[R] How to access results of survival analysis

Prof Brian D Ripley ripley at stats.ox.ac.uk
Mon May 8 10:07:48 CEST 2006


The solution is to use a separate function to do this (and call it from the 
print method).

On Mon, 8 May 2006, Heinz Tuechler wrote:

> At 12:55 07.05.2006 +0100, Prof Brian Ripley wrote:
>> On Sun, 7 May 2006, Heinz Tuechler wrote:
>>
>>> Hello Xiaochun Li!
>>>
>>> Thank you for submitting the function. At the time I had that problem I
>>> solved it in a somewhat different way.
>>> I changed a few lines in the print.survfit method. I introduced a parameter
>>> "ret.res=FALSE" set to false to preserve the normal behaviour of print.
>>> The second last line "invisible(x)" I changed to:
>>>
>>> if (ret.res)
>>> 	invisible(list(x,x1))
>>> else
>>> 	invisible(x)
>>>
>>> So print.survfit returned the results. Of course, Your method has the
>>> advantage to work as long as the output structure of print.survfit does not
>>> change. At the end I would prefer the original function to be changed and
>>> when I find the time I will submit a worked proposal to Thomas Lumley, the
>>> maintainer of the survival package. In that way it would be available also
>>> in future versions of survival.
>>
>> But all print() methods are required to return their first argument
>> unchanged, so
>>
>> foo
>> print(foo)
>>
>> do the same thing.  See ?print.
===============
Given request A:
Answer these about the mailing-list post:
(i) What solution does Ripley give in his reply?
(ii) What parameter did Heinz Tuechler add to print.survfit, and what was its default value?
(iii) Who is named as the maintainer of the survival package?
The rows that come next have no connection to the mailing-list post.
===============
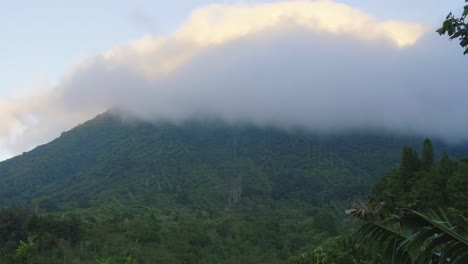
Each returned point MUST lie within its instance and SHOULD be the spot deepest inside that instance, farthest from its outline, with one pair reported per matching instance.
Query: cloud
(317, 65)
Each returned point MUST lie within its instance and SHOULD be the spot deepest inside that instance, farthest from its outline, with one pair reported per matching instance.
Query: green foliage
(103, 261)
(427, 160)
(457, 187)
(24, 251)
(200, 192)
(339, 250)
(408, 236)
(456, 28)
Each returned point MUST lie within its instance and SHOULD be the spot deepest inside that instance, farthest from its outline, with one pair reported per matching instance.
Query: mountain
(201, 191)
(110, 161)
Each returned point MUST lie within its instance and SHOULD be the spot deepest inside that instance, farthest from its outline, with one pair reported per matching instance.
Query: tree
(408, 166)
(392, 235)
(457, 186)
(427, 160)
(456, 28)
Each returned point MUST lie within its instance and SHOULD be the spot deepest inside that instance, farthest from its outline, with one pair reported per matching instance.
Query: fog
(319, 66)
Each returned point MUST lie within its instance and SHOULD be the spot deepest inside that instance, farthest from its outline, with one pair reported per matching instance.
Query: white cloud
(320, 65)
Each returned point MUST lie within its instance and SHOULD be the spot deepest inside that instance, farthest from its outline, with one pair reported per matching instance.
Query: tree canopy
(456, 28)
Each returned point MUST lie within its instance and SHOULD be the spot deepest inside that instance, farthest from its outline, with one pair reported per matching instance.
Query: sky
===============
Given request B: Pull out every line of the rows that contains the string "Query".

Exercise output A:
(i) Use a separate function to do this and call it from the print method.
(ii) "ret.res", set to FALSE by default.
(iii) Thomas Lumley.

Exercise output B:
Query: cloud
Query: green foliage
Query: mountain
Query: tree
Query: fog
Query: white cloud
Query: tree canopy
Query: sky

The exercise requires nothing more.